- **What to produce**
Reproduce every one of the following records verbatim, line by line.

+--

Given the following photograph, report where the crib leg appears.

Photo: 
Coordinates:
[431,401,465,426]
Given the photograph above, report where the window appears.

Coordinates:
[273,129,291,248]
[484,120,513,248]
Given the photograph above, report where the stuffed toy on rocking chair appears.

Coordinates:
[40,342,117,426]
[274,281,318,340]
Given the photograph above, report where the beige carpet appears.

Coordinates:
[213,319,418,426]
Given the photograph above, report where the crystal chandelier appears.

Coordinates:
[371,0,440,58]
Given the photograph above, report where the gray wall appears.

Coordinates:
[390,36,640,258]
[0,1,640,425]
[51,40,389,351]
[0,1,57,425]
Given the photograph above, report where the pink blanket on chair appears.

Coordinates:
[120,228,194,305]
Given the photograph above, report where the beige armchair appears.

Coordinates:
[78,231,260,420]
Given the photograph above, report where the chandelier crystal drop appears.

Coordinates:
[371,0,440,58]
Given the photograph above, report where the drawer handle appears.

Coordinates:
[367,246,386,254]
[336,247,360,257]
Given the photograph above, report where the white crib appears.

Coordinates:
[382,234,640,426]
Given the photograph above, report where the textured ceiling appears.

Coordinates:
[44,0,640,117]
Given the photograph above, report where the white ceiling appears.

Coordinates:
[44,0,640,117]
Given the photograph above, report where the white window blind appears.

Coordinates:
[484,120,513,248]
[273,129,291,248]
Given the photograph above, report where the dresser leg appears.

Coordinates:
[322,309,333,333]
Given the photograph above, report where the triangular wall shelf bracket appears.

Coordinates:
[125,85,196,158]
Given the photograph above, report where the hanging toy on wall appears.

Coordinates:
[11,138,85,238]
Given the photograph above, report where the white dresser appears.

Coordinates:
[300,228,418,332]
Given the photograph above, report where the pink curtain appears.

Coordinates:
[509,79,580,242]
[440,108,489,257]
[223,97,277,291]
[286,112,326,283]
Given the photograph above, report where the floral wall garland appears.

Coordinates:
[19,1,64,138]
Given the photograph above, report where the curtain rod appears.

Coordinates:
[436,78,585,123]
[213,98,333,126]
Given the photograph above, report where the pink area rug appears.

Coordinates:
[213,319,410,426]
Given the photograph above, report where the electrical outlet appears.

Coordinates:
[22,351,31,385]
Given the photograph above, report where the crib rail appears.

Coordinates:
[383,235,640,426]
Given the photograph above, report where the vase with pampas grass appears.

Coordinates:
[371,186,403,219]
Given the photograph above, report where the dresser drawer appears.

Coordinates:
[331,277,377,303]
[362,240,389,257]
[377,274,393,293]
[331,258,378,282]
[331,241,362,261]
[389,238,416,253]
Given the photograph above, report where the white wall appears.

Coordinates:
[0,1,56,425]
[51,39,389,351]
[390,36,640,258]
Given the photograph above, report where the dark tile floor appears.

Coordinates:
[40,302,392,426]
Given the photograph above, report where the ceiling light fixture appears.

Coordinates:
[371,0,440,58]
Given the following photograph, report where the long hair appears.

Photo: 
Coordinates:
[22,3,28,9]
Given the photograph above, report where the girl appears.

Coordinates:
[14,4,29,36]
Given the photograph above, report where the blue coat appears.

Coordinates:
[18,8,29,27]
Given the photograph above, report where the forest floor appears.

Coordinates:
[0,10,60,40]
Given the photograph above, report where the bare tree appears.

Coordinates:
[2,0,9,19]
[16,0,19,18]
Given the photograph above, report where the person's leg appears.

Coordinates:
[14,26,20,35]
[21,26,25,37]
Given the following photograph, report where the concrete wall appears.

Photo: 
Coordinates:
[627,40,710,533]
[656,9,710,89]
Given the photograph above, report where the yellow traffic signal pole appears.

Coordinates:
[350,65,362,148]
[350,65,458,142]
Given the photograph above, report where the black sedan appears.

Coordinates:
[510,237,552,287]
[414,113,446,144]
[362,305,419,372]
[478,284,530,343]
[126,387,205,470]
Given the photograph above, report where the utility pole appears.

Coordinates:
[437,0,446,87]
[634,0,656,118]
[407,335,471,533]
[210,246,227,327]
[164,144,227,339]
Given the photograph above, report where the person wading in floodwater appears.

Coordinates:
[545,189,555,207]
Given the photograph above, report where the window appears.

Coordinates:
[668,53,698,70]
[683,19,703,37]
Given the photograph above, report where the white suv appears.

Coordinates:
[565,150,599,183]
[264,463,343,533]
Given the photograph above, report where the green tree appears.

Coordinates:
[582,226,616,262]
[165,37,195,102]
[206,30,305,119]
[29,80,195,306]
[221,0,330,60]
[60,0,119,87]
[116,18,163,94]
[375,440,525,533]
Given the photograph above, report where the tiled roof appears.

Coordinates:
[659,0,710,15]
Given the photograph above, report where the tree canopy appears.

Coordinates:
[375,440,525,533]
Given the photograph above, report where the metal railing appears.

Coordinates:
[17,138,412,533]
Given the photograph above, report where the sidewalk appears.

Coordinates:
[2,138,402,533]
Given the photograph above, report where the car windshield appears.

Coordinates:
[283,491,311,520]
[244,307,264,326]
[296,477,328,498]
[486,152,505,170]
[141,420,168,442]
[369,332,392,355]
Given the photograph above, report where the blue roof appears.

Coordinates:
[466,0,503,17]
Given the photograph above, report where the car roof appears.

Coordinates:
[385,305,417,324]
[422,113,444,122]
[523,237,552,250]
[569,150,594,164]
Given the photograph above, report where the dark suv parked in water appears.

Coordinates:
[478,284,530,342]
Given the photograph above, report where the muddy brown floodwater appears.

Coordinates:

+--

- **Result**
Given the following photograph, report where the crib leg appears.

Photo: 
Coordinates:
[431,401,465,426]
Given the photograph above, report where the window appears.

Coordinates:
[273,129,291,248]
[484,120,513,248]
Given the photograph above, report where the stuffed toy on rocking chair appears.

Coordinates:
[40,342,117,426]
[274,281,318,340]
Given the photograph above, report where the beige carpet appears.

Coordinates:
[213,319,418,426]
Given the photograph above, report where the crystal chandelier appears.

Coordinates:
[371,0,440,58]
Given the photograph above, report where the gray wall appears.

Coordinates:
[390,36,640,258]
[0,1,640,425]
[51,40,389,351]
[0,1,57,425]
Given the photograph above, report where the pink blanket on chair appears.

Coordinates:
[120,228,194,305]
Given the photograph above, report where the beige armchair appears.

Coordinates:
[78,231,260,420]
Given the photograph above, report where the chandelier crystal drop appears.

Coordinates:
[371,0,440,58]
Given the photograph above, report where the drawer handle appears.

Coordinates:
[367,246,386,254]
[336,247,360,257]
Given the photograph above, report where the white crib appears.

Coordinates:
[382,234,640,426]
Given the photograph above, report where the textured ceiling appears.

Coordinates:
[44,0,640,117]
Given the photograph above, report where the white ceiling appears.

Coordinates:
[44,0,640,117]
Given the photograph above, report where the white window blind appears.

Coordinates:
[484,120,513,248]
[273,129,291,248]
Given the photograph above, report where the dresser leg appears.

Coordinates:
[322,309,333,333]
Given the photograph above, report where the triangular wall shelf bracket appears.

Coordinates:
[125,85,196,158]
Given the photograph above, report where the hanging toy on wall appears.

Coordinates:
[11,138,85,238]
Given the photograph above, report where the white dresser appears.

Coordinates:
[300,228,418,332]
Given the photograph above, report where the pink curtain appears.

Coordinates:
[509,79,580,242]
[440,108,489,257]
[223,97,277,291]
[286,112,326,283]
Given the photograph above, report where the floral wall garland appears.

Coordinates:
[19,1,64,138]
Given the photograph above, report where the curtain rod appears.

Coordinates:
[436,78,585,123]
[213,98,333,126]
Given the photograph above, report where the pink area rug appears.

Coordinates:
[213,319,410,426]
Given the photograph above, report where the electrical outlet appears.

Coordinates:
[22,351,31,385]
Given the photograph above, report where the crib rail appears.

Coordinates:
[383,235,640,426]
Given the photograph above, report where the vase with pampas grass appears.

Coordinates:
[371,186,403,219]
Given the photograph above, report where the dresser drawer appears.

Coordinates:
[331,277,377,303]
[362,240,389,257]
[377,274,393,293]
[331,258,378,282]
[331,241,362,261]
[389,238,416,253]
Given the photograph above, report where the white wall appears.

Coordinates:
[0,1,56,425]
[51,39,389,351]
[390,36,640,258]
Given the photograph above, report where the dark tile floor appears.

Coordinates:
[40,302,392,426]
Given the photograph above, report where the ceiling light fixture appears.

Coordinates:
[371,0,440,58]
Given the following photograph, report where the long hair appears.

Photo: 
Coordinates:
[22,3,28,9]
Given the photograph above, report where the girl appears.

Coordinates:
[14,4,29,36]
Given the photograph above, report where the blue coat appears.

Coordinates:
[18,8,29,27]
Given the photograph above, report where the forest floor appears.

Coordinates:
[0,10,60,40]
Given the photograph above, report where the bare tree appears.

Coordinates:
[2,0,9,19]
[16,0,19,18]
Given the photograph above, report where the person's leg appears.

Coordinates:
[14,26,20,35]
[21,26,25,37]
Given the following photograph, report where the concrete wall appears.

Photo: 
Coordinates:
[627,40,710,533]
[656,9,710,89]
Given the photograph above, report where the yellow traffic signal pole appears.

Coordinates:
[350,65,362,148]
[350,65,458,142]
Given the photograph above, report where the black sedan appears.

Coordinates:
[510,237,552,287]
[414,113,446,144]
[362,305,419,372]
[478,284,530,343]
[126,387,205,470]
Given the photograph above, report where the utility pole appears.

Coordinates:
[437,0,446,87]
[634,0,656,118]
[407,335,471,533]
[210,246,227,327]
[164,144,227,339]
Given the photograph above, report where the person wading in floodwater appears.

Coordinates:
[545,189,555,207]
Given the photograph above, report where the window appears.

Coordinates:
[668,53,698,70]
[683,19,703,37]
Given the photograph above, report where the white suv appears.

Coordinates:
[565,150,599,183]
[264,463,343,533]
Given the photograph above, report where the green tree appears.

Coordinates:
[582,226,616,262]
[165,37,195,102]
[206,30,305,119]
[29,80,195,306]
[221,0,330,60]
[60,0,119,87]
[116,18,163,94]
[375,440,525,533]
Given the photograph above, report where the tiled roof appears.

Coordinates:
[659,0,710,15]
Given the photograph above, report where the tree canopy appears.

Coordinates:
[375,440,525,533]
Given the photograph above, report where the metal railing appears.

Coordinates:
[17,138,412,533]
Given the photograph above, report where the sidewalk appears.

Coordinates:
[2,138,402,533]
Given the photograph above, report where the car windshield appears.

Coordinates:
[283,491,311,520]
[244,307,264,326]
[296,477,328,498]
[486,152,505,170]
[141,420,168,442]
[369,332,392,355]
Given the photograph above, report where the blue roof appears.

Coordinates:
[466,0,503,17]
Given the photograph above, report where the car roof appears.

Coordinates:
[385,305,417,324]
[422,113,444,122]
[523,237,552,250]
[569,150,594,164]
Given the photograph above, report where the dark suv parked in water appears.

Coordinates:
[478,284,530,342]
Given the photograph above, report where the muddy brown floodwater appears.

Coordinates:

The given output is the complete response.